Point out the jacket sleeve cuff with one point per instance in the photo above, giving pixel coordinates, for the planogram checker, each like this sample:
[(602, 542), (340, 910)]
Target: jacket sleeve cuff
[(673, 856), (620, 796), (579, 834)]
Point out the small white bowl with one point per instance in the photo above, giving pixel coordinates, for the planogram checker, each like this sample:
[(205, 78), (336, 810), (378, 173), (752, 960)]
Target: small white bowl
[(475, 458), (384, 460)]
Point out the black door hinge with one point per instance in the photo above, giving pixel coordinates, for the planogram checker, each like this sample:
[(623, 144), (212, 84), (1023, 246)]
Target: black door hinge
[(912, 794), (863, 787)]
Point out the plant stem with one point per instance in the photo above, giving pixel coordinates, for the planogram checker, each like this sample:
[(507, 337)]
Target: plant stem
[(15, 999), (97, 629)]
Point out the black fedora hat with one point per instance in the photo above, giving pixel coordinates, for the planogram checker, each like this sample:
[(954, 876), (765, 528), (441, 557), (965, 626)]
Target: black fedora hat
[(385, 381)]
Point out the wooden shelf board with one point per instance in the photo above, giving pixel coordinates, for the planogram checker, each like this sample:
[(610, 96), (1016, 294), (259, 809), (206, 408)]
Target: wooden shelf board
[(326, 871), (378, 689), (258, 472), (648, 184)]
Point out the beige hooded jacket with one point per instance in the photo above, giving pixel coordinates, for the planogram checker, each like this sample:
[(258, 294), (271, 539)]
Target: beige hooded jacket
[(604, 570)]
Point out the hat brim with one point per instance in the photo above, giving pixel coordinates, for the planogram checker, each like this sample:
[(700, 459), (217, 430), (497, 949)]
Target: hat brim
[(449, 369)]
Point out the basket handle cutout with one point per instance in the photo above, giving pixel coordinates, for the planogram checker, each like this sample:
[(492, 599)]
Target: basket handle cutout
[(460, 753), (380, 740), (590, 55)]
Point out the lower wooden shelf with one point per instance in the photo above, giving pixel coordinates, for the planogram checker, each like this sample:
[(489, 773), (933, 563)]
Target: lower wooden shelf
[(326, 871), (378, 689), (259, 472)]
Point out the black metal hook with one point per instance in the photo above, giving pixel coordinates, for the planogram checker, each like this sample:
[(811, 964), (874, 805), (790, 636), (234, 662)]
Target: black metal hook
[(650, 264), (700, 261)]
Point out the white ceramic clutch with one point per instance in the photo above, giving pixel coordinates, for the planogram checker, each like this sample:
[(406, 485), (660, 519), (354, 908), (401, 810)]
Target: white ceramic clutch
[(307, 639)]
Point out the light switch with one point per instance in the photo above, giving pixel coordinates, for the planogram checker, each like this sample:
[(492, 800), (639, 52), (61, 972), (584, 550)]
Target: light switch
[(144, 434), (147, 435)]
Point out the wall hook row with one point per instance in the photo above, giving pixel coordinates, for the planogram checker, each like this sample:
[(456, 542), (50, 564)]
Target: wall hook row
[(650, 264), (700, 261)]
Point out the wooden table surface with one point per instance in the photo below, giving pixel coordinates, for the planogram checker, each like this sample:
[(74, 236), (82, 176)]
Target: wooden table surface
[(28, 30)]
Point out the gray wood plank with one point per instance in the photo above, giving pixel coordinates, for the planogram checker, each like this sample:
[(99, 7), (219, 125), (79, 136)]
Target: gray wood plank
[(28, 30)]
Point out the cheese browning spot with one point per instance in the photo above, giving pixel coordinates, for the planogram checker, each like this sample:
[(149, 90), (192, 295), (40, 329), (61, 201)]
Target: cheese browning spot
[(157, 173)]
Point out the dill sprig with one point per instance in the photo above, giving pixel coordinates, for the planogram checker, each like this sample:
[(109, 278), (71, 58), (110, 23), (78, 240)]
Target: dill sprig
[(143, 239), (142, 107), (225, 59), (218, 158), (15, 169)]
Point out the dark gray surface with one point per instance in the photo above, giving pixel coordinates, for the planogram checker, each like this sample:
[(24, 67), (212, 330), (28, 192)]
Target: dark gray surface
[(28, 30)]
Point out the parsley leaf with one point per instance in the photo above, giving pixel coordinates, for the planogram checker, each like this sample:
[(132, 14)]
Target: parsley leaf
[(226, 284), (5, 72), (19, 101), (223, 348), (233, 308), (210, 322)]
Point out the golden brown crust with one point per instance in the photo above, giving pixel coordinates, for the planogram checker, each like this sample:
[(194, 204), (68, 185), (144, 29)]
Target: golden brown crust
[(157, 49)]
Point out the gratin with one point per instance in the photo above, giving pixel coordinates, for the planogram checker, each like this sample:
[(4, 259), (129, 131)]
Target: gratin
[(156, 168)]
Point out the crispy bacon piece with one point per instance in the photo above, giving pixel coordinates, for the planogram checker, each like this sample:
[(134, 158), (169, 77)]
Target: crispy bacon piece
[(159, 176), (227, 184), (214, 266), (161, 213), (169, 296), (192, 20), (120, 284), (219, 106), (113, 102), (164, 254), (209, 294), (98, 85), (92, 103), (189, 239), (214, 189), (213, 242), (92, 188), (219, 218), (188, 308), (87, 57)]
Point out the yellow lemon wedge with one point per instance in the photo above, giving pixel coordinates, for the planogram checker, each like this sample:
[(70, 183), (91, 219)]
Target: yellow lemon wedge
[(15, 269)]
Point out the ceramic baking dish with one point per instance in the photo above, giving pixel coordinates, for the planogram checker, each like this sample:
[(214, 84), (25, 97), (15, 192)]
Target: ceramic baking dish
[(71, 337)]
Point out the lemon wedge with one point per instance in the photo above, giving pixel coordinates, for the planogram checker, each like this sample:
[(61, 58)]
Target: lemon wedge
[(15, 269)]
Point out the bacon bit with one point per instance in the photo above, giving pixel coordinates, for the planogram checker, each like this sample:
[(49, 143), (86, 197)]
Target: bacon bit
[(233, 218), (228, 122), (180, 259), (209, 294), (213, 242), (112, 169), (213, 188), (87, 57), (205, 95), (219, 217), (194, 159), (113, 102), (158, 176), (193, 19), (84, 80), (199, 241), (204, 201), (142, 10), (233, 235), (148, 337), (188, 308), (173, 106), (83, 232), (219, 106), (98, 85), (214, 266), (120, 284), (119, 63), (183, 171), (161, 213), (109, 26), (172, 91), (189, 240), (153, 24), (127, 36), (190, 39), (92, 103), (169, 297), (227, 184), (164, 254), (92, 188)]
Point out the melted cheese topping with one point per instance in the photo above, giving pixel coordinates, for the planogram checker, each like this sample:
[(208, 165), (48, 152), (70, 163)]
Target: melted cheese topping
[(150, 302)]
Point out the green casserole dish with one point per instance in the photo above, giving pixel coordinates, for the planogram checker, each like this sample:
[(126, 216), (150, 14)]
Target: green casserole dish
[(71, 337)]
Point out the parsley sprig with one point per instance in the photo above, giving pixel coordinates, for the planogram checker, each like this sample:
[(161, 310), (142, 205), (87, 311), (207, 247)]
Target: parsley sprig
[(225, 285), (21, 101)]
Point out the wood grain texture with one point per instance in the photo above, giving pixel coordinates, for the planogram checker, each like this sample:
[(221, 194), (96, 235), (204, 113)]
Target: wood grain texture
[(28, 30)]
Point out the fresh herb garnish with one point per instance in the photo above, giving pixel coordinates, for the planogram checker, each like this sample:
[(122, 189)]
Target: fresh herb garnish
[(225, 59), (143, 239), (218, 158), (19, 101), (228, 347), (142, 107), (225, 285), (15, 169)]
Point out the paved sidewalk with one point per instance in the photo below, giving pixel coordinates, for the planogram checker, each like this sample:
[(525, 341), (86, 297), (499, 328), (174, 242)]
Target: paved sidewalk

————————

## Instructions for the task
Write out the stretch of lines from the one containing "Point out the fresh" through the end of the lines, both ends included, copying each line exactly.

## Exercise response
Point out the fresh herb garnish with one point per instance in the photo above, giving pixel coordinates, for the planogram checker, each like this sample:
[(122, 189)]
Target: fresh herb garnish
[(225, 59), (143, 239), (218, 158), (19, 101), (228, 347), (142, 107), (225, 285), (15, 169)]
Point out the paved sidewalk with one point per instance in the photo below, giving pixel coordinates, for the planogram checker, each like this sample:
[(525, 341), (86, 297), (499, 328), (174, 242)]
Target: paved sidewalk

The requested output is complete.